● **DO THIS**
Extract every line of the records below and copy each one word for word.

● **Entries for labeling bounding boxes**

↓

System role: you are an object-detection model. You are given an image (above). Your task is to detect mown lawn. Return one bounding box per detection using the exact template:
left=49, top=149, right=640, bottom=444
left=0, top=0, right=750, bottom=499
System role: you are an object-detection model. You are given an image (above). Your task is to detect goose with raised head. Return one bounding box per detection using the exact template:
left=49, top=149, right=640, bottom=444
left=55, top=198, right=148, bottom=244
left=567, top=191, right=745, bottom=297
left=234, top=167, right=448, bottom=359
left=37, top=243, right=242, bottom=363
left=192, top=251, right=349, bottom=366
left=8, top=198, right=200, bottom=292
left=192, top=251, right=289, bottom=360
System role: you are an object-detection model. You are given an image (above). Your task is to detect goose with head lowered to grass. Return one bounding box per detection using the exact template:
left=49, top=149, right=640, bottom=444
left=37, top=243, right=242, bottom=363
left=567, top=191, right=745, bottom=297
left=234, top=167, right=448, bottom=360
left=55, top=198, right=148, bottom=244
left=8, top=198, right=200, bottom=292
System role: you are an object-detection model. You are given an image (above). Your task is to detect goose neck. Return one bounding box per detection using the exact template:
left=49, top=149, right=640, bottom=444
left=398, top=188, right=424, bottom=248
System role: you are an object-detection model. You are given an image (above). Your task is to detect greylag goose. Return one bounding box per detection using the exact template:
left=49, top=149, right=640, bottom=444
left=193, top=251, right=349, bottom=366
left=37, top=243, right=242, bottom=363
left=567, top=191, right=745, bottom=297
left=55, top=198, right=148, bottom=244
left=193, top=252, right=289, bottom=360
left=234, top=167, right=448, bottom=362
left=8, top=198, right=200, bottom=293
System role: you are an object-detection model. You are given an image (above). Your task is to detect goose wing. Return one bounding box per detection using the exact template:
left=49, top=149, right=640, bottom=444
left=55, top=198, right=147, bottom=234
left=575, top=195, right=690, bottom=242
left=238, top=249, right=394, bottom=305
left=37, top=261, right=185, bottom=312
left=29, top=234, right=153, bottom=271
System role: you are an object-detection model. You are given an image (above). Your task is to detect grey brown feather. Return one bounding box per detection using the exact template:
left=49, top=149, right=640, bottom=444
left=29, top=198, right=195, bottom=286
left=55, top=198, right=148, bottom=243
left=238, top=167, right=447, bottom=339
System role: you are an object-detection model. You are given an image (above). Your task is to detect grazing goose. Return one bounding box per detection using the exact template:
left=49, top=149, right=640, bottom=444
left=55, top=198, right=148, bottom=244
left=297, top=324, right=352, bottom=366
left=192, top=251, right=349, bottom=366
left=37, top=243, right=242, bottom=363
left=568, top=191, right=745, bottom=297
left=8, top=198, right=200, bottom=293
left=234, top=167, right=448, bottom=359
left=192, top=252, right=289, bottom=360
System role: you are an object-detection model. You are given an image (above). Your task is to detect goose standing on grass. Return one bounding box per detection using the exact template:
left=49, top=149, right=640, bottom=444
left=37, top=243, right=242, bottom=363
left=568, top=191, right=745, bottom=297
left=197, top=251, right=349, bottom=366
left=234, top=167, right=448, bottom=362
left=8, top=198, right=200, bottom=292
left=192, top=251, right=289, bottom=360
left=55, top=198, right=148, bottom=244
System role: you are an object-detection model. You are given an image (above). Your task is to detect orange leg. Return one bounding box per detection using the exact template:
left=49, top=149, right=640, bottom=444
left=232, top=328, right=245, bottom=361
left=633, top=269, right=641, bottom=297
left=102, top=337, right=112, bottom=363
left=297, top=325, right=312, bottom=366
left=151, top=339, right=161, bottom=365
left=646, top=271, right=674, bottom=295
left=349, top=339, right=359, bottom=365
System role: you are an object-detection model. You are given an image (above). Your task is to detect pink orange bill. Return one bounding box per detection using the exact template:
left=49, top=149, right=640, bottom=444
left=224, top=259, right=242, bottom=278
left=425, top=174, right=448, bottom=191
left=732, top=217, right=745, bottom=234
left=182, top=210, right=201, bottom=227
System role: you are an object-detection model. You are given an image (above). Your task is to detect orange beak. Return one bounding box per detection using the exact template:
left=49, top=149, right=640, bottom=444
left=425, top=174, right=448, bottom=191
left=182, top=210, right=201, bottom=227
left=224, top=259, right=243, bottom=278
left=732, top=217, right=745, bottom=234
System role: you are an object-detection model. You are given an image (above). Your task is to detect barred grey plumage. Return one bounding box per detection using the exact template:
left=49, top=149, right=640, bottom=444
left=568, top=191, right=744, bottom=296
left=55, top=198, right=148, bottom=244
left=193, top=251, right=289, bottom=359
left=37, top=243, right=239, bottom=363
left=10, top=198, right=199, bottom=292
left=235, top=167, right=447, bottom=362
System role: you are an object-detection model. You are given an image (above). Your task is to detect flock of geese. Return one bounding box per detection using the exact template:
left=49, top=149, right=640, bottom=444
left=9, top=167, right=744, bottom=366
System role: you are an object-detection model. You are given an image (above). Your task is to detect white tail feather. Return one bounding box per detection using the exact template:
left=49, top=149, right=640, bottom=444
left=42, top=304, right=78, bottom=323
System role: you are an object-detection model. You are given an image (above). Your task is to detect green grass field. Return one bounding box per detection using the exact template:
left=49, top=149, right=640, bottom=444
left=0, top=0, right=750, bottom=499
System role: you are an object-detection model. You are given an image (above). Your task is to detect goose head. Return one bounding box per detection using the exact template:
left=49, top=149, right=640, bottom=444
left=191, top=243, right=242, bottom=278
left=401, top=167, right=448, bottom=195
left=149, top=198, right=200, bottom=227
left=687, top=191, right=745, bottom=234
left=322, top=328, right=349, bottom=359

↑

● **FULL OUTPUT**
System role: you are an object-detection model. You are given an image (above). Your task is to detect mown lawn. Return one bounding box per detection using the exact template:
left=49, top=149, right=640, bottom=444
left=0, top=0, right=750, bottom=499
System role: you are an object-detection model. You are given an image (above). Your task is to detect goose with raised head. Return one bounding box per detection using the exact template:
left=49, top=149, right=640, bottom=444
left=55, top=198, right=148, bottom=244
left=567, top=191, right=745, bottom=297
left=234, top=167, right=448, bottom=359
left=37, top=243, right=242, bottom=363
left=192, top=251, right=349, bottom=366
left=8, top=198, right=200, bottom=292
left=192, top=251, right=289, bottom=360
System role: you are an object-detection model. You are given an image (above). Your task is to detect goose with head lowered to grass. Return one bounding box per detection using the exact template:
left=49, top=149, right=640, bottom=444
left=37, top=243, right=242, bottom=363
left=567, top=191, right=745, bottom=297
left=234, top=167, right=448, bottom=360
left=55, top=198, right=148, bottom=244
left=8, top=198, right=200, bottom=292
System role: you are an object-detection model. You are given an image (above). Your task is to detect goose neck. Return one bounding box per detection using the exact template:
left=49, top=149, right=640, bottom=444
left=398, top=188, right=424, bottom=248
System role: you are an object-detection model. You are given an image (above). Your task is to detect greylag goose. Return one bounding box per detection using the exact template:
left=49, top=149, right=640, bottom=444
left=193, top=251, right=349, bottom=366
left=37, top=243, right=242, bottom=363
left=567, top=191, right=745, bottom=297
left=55, top=198, right=148, bottom=244
left=193, top=252, right=289, bottom=360
left=234, top=167, right=448, bottom=362
left=8, top=198, right=200, bottom=293
System role: you are an object-detection model. You are given an image (above). Your task is to detect goose wing. Return one bounding box per detection using the exact template:
left=49, top=149, right=640, bottom=444
left=55, top=198, right=147, bottom=234
left=575, top=195, right=690, bottom=242
left=238, top=249, right=394, bottom=305
left=37, top=261, right=185, bottom=312
left=29, top=234, right=153, bottom=271
System role: you are an object-detection model. You are given an image (above). Your task is to detect grey brown feather. Return one bounding box per detection using the exact template:
left=49, top=149, right=640, bottom=444
left=29, top=198, right=195, bottom=286
left=55, top=198, right=148, bottom=243
left=238, top=167, right=447, bottom=339
System role: you are an object-detection model. You are given an image (above). Your task is to detect grazing goose. Return one bounding box per detection using the exact template:
left=49, top=149, right=640, bottom=444
left=55, top=198, right=148, bottom=244
left=297, top=324, right=352, bottom=366
left=192, top=251, right=349, bottom=366
left=37, top=243, right=242, bottom=363
left=568, top=191, right=745, bottom=297
left=8, top=198, right=200, bottom=293
left=234, top=167, right=448, bottom=359
left=192, top=252, right=289, bottom=360
System role: you are an object-detection model. You are given an image (above). Your task is to detect goose standing on grass. Return one bounding box per detection using the exact template:
left=49, top=149, right=640, bottom=444
left=37, top=243, right=242, bottom=363
left=568, top=191, right=745, bottom=297
left=197, top=251, right=349, bottom=366
left=234, top=167, right=448, bottom=362
left=8, top=198, right=200, bottom=292
left=192, top=251, right=289, bottom=360
left=55, top=198, right=148, bottom=244
System role: you are an object-detection model. You are given an image (above). Your task is to detect orange leg. Return one bounding box per detection using the exact template:
left=49, top=149, right=640, bottom=444
left=232, top=328, right=245, bottom=361
left=633, top=269, right=641, bottom=297
left=102, top=337, right=112, bottom=363
left=297, top=325, right=312, bottom=366
left=151, top=339, right=161, bottom=365
left=646, top=271, right=674, bottom=295
left=349, top=339, right=359, bottom=365
System role: you are an object-detection model. You are given an image (above). Your task is to detect pink orange bill. Return one bounding box per detection using the exact template:
left=49, top=149, right=640, bottom=444
left=224, top=259, right=242, bottom=278
left=425, top=174, right=448, bottom=191
left=732, top=217, right=745, bottom=234
left=182, top=210, right=201, bottom=227
System role: you are an object-detection model. You are given an image (above). Your task is to detect orange beak. Return one bounding box per detection using the exact template:
left=49, top=149, right=640, bottom=444
left=425, top=174, right=448, bottom=191
left=182, top=210, right=201, bottom=227
left=224, top=259, right=243, bottom=278
left=732, top=217, right=745, bottom=234
System role: you are an object-detection model. You are given an image (above). Your task is to detect barred grey plumage. Return one bounding box per detection using the exact template:
left=49, top=149, right=640, bottom=444
left=568, top=191, right=744, bottom=296
left=55, top=198, right=148, bottom=244
left=193, top=251, right=289, bottom=359
left=37, top=243, right=239, bottom=363
left=10, top=198, right=199, bottom=292
left=235, top=167, right=447, bottom=362
System role: you are an object-detection model. You are given an image (above). Your task is to detect flock of geese. Return one bounding box per detection using the exact template:
left=49, top=149, right=640, bottom=444
left=9, top=167, right=744, bottom=366
System role: you are an object-detection model. You are given an image (above). Your task is to detect white tail feather. Return one bounding box per detection using the exact template:
left=49, top=149, right=640, bottom=444
left=42, top=304, right=78, bottom=323
System role: you are an object-detection model. You are given an image (above). Your task is to detect green grass field. Return one bounding box per detection using the exact template:
left=49, top=149, right=640, bottom=444
left=0, top=0, right=750, bottom=499
System role: you are an object-detection model. You are given an image (above). Your task is to detect goose head. Return one bounding box per detection using the exact template:
left=49, top=149, right=640, bottom=444
left=191, top=243, right=242, bottom=278
left=401, top=167, right=448, bottom=195
left=149, top=198, right=200, bottom=227
left=687, top=191, right=745, bottom=234
left=322, top=328, right=349, bottom=359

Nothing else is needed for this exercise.